Tak dapat dimungkiri, perkembangan dunia digital telah menyasar ke segala sisi kehidupan. Saat ini, rasanya hampir tidak ada sisi kehidupan manusia yang tidak terpengaruh proses digitalisasi. 

Namun, masih banyak pengguna internet yang hanya mampu menerima informasi tanpa kemampuan memahami dan mengolah informasi tersebut secara baik, sehingga masih banyak masyarakat terpapar oleh informasi yang tidak benar.

Menyikapi hal itu, Kementerian Komunikasi dan Informatika (Kominfo) menggelar seri webinar literasi digital #MakinCakapDigital dengan tema “Menjadi Pejuang Anti Kabar Bohong (Hoaks)”. Webinar yang digelar pada Kamis, 21 Oktober 2021 di Kabupaten Lebak, diikuti oleh puluhan peserta secara daring. 

Webinar ini mengundang narasumber dari berbagai bidang keahlian dan profesi, yakni Pradhikna Yunik Nurhayati (IAPA), Freesca Syafitri (Tenaga Ahli DPR RI/Dosen UPN Veteran Jakarta), Bambang Pujiyono (Dosen FISIP Universitas Budi Luhur Jakarta), dan Puji F Susanti (Founder Rempah Karsa dan Pegiat Literasi Digital).

Pradhikna Yunik membuka webinar dengan mengatakan, ada beberapa jenis hoaks. Pertama, misinformasi yang merupakan informasi keliru tapi dikira benar. “Lalu disinformasi yakni informasi keliru, yang menyebarkan tahu itu keliru; dan malinformasi, sepenggal informasi benar tapi digunakan untuk merugikan orang/kelompok tertentu.”

Freesca Syafitri menambahkan, dampak positif sosial media yakni menyatukan keluarga, menyebarkan informasi, memperluas pertemanan, lebih bersahabat, berempati, mengembangkan keterampilan sosial, dan media promosi bisnis.

“Sementara dampak negatif media sosial yakni berkurangnya kemampuan komunikasi, menjadi egois, berkurangnya empati, kemampuan menulis dan tata bahasa berkurang, rentan dengan kejahatan, termasuk hoaks,” katanya.

◆ **SOAL LATIHAN**
1. Menurut artikel, pada hari dan tanggal berapa webinar bertema “Menjadi Pejuang Anti Kabar Bohong (Hoaks)” diselenggarakan?
2. Sebutkan seluruh narasumber yang diundang dalam webinar sesuai artikel, beserta keterangan bidang atau profesinya.

◆ **DATA YANG DIBERIKAN**
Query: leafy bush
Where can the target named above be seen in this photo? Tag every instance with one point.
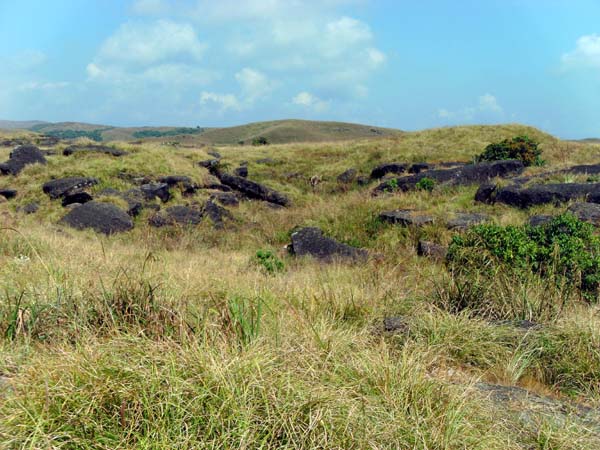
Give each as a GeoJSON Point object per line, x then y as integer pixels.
{"type": "Point", "coordinates": [425, 184]}
{"type": "Point", "coordinates": [260, 140]}
{"type": "Point", "coordinates": [521, 147]}
{"type": "Point", "coordinates": [269, 261]}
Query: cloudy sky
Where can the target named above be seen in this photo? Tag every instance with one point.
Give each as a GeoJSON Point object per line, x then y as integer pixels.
{"type": "Point", "coordinates": [399, 63]}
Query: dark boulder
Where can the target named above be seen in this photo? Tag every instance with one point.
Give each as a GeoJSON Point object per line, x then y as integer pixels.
{"type": "Point", "coordinates": [384, 169]}
{"type": "Point", "coordinates": [102, 217]}
{"type": "Point", "coordinates": [347, 177]}
{"type": "Point", "coordinates": [545, 193]}
{"type": "Point", "coordinates": [486, 193]}
{"type": "Point", "coordinates": [93, 149]}
{"type": "Point", "coordinates": [177, 215]}
{"type": "Point", "coordinates": [586, 212]}
{"type": "Point", "coordinates": [64, 186]}
{"type": "Point", "coordinates": [470, 174]}
{"type": "Point", "coordinates": [8, 193]}
{"type": "Point", "coordinates": [311, 242]}
{"type": "Point", "coordinates": [406, 218]}
{"type": "Point", "coordinates": [432, 250]}
{"type": "Point", "coordinates": [76, 197]}
{"type": "Point", "coordinates": [20, 157]}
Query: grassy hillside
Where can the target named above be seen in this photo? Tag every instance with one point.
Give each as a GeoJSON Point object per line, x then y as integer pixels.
{"type": "Point", "coordinates": [180, 338]}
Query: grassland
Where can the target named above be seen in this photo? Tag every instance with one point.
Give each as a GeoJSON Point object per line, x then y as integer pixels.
{"type": "Point", "coordinates": [177, 338]}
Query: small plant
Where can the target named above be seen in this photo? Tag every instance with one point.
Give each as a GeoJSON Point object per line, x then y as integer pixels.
{"type": "Point", "coordinates": [260, 140]}
{"type": "Point", "coordinates": [269, 261]}
{"type": "Point", "coordinates": [425, 184]}
{"type": "Point", "coordinates": [521, 147]}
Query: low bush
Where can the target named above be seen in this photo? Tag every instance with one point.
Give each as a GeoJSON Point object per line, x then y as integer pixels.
{"type": "Point", "coordinates": [521, 147]}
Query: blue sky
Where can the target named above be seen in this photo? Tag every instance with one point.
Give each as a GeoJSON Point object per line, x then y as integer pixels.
{"type": "Point", "coordinates": [404, 64]}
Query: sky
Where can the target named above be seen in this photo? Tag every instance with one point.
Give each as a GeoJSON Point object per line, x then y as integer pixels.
{"type": "Point", "coordinates": [396, 63]}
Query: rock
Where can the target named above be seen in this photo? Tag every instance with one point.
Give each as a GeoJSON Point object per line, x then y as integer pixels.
{"type": "Point", "coordinates": [432, 250]}
{"type": "Point", "coordinates": [226, 198]}
{"type": "Point", "coordinates": [177, 215]}
{"type": "Point", "coordinates": [311, 242]}
{"type": "Point", "coordinates": [406, 218]}
{"type": "Point", "coordinates": [384, 169]}
{"type": "Point", "coordinates": [586, 212]}
{"type": "Point", "coordinates": [486, 193]}
{"type": "Point", "coordinates": [418, 168]}
{"type": "Point", "coordinates": [93, 149]}
{"type": "Point", "coordinates": [8, 193]}
{"type": "Point", "coordinates": [102, 217]}
{"type": "Point", "coordinates": [347, 177]}
{"type": "Point", "coordinates": [64, 186]}
{"type": "Point", "coordinates": [545, 193]}
{"type": "Point", "coordinates": [156, 190]}
{"type": "Point", "coordinates": [241, 171]}
{"type": "Point", "coordinates": [469, 174]}
{"type": "Point", "coordinates": [253, 190]}
{"type": "Point", "coordinates": [397, 324]}
{"type": "Point", "coordinates": [76, 197]}
{"type": "Point", "coordinates": [20, 157]}
{"type": "Point", "coordinates": [540, 219]}
{"type": "Point", "coordinates": [462, 221]}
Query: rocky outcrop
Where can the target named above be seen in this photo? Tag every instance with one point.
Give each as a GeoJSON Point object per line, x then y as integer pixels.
{"type": "Point", "coordinates": [311, 242]}
{"type": "Point", "coordinates": [20, 157]}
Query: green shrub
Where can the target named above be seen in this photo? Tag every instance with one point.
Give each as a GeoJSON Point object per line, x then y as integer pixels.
{"type": "Point", "coordinates": [269, 261]}
{"type": "Point", "coordinates": [521, 147]}
{"type": "Point", "coordinates": [425, 184]}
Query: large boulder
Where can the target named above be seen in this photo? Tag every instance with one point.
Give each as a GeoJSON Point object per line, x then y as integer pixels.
{"type": "Point", "coordinates": [65, 186]}
{"type": "Point", "coordinates": [469, 174]}
{"type": "Point", "coordinates": [545, 193]}
{"type": "Point", "coordinates": [20, 157]}
{"type": "Point", "coordinates": [384, 169]}
{"type": "Point", "coordinates": [311, 242]}
{"type": "Point", "coordinates": [102, 217]}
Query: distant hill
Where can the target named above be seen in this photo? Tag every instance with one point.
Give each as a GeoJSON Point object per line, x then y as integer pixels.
{"type": "Point", "coordinates": [276, 132]}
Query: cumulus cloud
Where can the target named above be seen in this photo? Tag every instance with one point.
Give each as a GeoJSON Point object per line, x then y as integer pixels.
{"type": "Point", "coordinates": [487, 107]}
{"type": "Point", "coordinates": [586, 53]}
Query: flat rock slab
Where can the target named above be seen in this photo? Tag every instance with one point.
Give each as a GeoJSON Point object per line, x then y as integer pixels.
{"type": "Point", "coordinates": [93, 149]}
{"type": "Point", "coordinates": [310, 241]}
{"type": "Point", "coordinates": [545, 193]}
{"type": "Point", "coordinates": [406, 218]}
{"type": "Point", "coordinates": [64, 186]}
{"type": "Point", "coordinates": [469, 174]}
{"type": "Point", "coordinates": [101, 217]}
{"type": "Point", "coordinates": [20, 157]}
{"type": "Point", "coordinates": [586, 212]}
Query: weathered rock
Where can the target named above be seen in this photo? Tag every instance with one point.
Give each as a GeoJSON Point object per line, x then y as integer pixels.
{"type": "Point", "coordinates": [462, 221]}
{"type": "Point", "coordinates": [156, 190]}
{"type": "Point", "coordinates": [76, 197]}
{"type": "Point", "coordinates": [586, 212]}
{"type": "Point", "coordinates": [311, 242]}
{"type": "Point", "coordinates": [470, 174]}
{"type": "Point", "coordinates": [384, 169]}
{"type": "Point", "coordinates": [545, 193]}
{"type": "Point", "coordinates": [177, 215]}
{"type": "Point", "coordinates": [432, 250]}
{"type": "Point", "coordinates": [486, 193]}
{"type": "Point", "coordinates": [64, 186]}
{"type": "Point", "coordinates": [8, 193]}
{"type": "Point", "coordinates": [241, 171]}
{"type": "Point", "coordinates": [347, 177]}
{"type": "Point", "coordinates": [102, 217]}
{"type": "Point", "coordinates": [93, 149]}
{"type": "Point", "coordinates": [406, 218]}
{"type": "Point", "coordinates": [253, 190]}
{"type": "Point", "coordinates": [20, 157]}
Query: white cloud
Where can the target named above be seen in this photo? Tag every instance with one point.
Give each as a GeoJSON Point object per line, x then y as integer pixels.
{"type": "Point", "coordinates": [586, 53]}
{"type": "Point", "coordinates": [487, 107]}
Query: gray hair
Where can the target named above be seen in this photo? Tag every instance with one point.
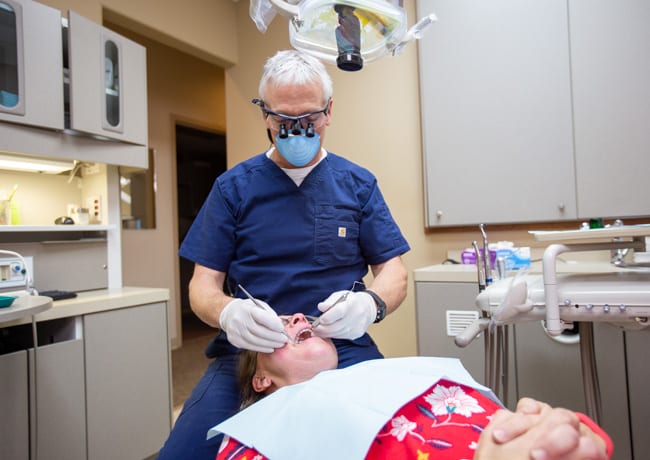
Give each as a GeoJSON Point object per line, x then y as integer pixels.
{"type": "Point", "coordinates": [291, 67]}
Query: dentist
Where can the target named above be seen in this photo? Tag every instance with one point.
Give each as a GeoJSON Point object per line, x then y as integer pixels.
{"type": "Point", "coordinates": [298, 227]}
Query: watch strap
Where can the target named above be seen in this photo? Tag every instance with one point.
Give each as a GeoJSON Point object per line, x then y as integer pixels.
{"type": "Point", "coordinates": [381, 305]}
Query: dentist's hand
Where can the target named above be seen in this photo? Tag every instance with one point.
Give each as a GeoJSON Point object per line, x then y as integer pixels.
{"type": "Point", "coordinates": [253, 328]}
{"type": "Point", "coordinates": [347, 319]}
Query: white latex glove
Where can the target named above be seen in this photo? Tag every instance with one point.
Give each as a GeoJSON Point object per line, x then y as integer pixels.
{"type": "Point", "coordinates": [253, 328]}
{"type": "Point", "coordinates": [348, 319]}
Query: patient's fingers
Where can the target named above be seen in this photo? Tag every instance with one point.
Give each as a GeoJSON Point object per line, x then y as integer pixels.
{"type": "Point", "coordinates": [507, 425]}
{"type": "Point", "coordinates": [530, 406]}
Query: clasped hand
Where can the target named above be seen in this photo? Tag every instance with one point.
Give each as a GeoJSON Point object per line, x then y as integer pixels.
{"type": "Point", "coordinates": [253, 328]}
{"type": "Point", "coordinates": [348, 318]}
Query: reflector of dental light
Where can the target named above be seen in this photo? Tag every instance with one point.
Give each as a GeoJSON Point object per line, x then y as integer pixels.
{"type": "Point", "coordinates": [347, 33]}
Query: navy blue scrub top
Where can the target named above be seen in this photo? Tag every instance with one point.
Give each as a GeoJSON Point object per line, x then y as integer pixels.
{"type": "Point", "coordinates": [289, 245]}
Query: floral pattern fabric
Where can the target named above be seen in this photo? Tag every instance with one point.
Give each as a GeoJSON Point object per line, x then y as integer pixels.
{"type": "Point", "coordinates": [443, 423]}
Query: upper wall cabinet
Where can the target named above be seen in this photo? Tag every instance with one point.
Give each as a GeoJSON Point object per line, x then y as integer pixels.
{"type": "Point", "coordinates": [610, 67]}
{"type": "Point", "coordinates": [535, 111]}
{"type": "Point", "coordinates": [108, 86]}
{"type": "Point", "coordinates": [496, 112]}
{"type": "Point", "coordinates": [31, 64]}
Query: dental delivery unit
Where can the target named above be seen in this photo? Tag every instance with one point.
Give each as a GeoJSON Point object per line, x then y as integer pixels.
{"type": "Point", "coordinates": [621, 298]}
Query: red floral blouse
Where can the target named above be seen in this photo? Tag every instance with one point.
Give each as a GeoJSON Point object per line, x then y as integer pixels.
{"type": "Point", "coordinates": [444, 422]}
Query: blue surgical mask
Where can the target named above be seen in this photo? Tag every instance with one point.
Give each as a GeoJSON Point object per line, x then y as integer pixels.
{"type": "Point", "coordinates": [298, 150]}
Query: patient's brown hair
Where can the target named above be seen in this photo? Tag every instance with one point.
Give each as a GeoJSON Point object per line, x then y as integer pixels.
{"type": "Point", "coordinates": [247, 368]}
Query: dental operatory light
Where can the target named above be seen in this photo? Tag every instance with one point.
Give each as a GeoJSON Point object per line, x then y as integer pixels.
{"type": "Point", "coordinates": [343, 32]}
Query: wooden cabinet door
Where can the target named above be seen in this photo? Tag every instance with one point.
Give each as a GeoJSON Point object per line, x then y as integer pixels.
{"type": "Point", "coordinates": [127, 382]}
{"type": "Point", "coordinates": [108, 82]}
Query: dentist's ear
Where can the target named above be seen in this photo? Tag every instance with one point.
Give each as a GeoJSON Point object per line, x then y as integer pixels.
{"type": "Point", "coordinates": [261, 383]}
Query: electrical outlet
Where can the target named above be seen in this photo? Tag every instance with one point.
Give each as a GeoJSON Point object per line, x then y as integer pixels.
{"type": "Point", "coordinates": [94, 205]}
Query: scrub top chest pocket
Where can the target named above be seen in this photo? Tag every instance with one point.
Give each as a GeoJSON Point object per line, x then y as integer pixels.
{"type": "Point", "coordinates": [336, 235]}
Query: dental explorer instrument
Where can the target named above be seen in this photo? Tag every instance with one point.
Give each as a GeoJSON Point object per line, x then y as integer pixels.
{"type": "Point", "coordinates": [337, 301]}
{"type": "Point", "coordinates": [486, 256]}
{"type": "Point", "coordinates": [480, 268]}
{"type": "Point", "coordinates": [258, 304]}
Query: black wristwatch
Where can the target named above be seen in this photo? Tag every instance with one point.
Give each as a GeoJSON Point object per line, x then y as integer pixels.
{"type": "Point", "coordinates": [381, 305]}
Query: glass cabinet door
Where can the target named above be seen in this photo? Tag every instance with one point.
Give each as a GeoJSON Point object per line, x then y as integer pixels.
{"type": "Point", "coordinates": [112, 102]}
{"type": "Point", "coordinates": [11, 56]}
{"type": "Point", "coordinates": [108, 82]}
{"type": "Point", "coordinates": [31, 65]}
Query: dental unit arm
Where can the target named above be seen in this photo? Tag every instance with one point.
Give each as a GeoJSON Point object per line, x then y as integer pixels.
{"type": "Point", "coordinates": [621, 297]}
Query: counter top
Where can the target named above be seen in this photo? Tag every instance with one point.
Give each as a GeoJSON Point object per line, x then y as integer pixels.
{"type": "Point", "coordinates": [94, 302]}
{"type": "Point", "coordinates": [23, 308]}
{"type": "Point", "coordinates": [459, 273]}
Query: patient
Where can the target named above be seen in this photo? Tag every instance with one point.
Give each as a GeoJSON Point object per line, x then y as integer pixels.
{"type": "Point", "coordinates": [450, 420]}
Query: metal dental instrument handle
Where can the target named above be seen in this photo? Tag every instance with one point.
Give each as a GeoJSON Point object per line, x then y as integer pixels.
{"type": "Point", "coordinates": [486, 256]}
{"type": "Point", "coordinates": [479, 267]}
{"type": "Point", "coordinates": [337, 301]}
{"type": "Point", "coordinates": [258, 304]}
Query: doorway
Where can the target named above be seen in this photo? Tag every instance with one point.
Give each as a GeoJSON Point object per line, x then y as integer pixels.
{"type": "Point", "coordinates": [200, 158]}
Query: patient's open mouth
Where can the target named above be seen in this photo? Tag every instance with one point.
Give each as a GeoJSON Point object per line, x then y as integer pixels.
{"type": "Point", "coordinates": [303, 334]}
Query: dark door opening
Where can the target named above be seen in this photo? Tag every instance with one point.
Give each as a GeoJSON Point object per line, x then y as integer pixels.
{"type": "Point", "coordinates": [200, 158]}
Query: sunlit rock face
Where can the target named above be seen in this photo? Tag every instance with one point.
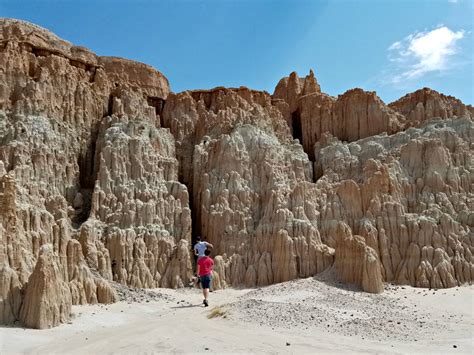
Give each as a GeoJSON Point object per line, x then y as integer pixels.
{"type": "Point", "coordinates": [86, 169]}
{"type": "Point", "coordinates": [105, 175]}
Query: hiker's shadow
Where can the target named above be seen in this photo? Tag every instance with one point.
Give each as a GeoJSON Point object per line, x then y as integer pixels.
{"type": "Point", "coordinates": [187, 306]}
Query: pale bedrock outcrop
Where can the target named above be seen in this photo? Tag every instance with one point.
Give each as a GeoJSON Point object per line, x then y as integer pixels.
{"type": "Point", "coordinates": [425, 104]}
{"type": "Point", "coordinates": [409, 196]}
{"type": "Point", "coordinates": [289, 90]}
{"type": "Point", "coordinates": [194, 116]}
{"type": "Point", "coordinates": [47, 300]}
{"type": "Point", "coordinates": [142, 207]}
{"type": "Point", "coordinates": [351, 116]}
{"type": "Point", "coordinates": [249, 191]}
{"type": "Point", "coordinates": [53, 98]}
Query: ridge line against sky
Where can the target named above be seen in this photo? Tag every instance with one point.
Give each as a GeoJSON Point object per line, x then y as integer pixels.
{"type": "Point", "coordinates": [391, 47]}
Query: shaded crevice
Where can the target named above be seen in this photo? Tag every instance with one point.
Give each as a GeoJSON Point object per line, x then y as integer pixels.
{"type": "Point", "coordinates": [296, 127]}
{"type": "Point", "coordinates": [87, 177]}
{"type": "Point", "coordinates": [110, 105]}
{"type": "Point", "coordinates": [158, 103]}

◆ **KUNCI JAWABAN**
1. Kamis, 21 Oktober 2021.

2.
- Pradhikna Yunik Nurhayati (IAPA)
- Freesca Syafitri (Tenaga Ahli DPR RI/Dosen UPN Veteran Jakarta)
- Bambang Pujiyono (Dosen FISIP Universitas Budi Luhur Jakarta)
- Puji F Susanti (Founder Rempah Karsa dan Pegiat Literasi Digital)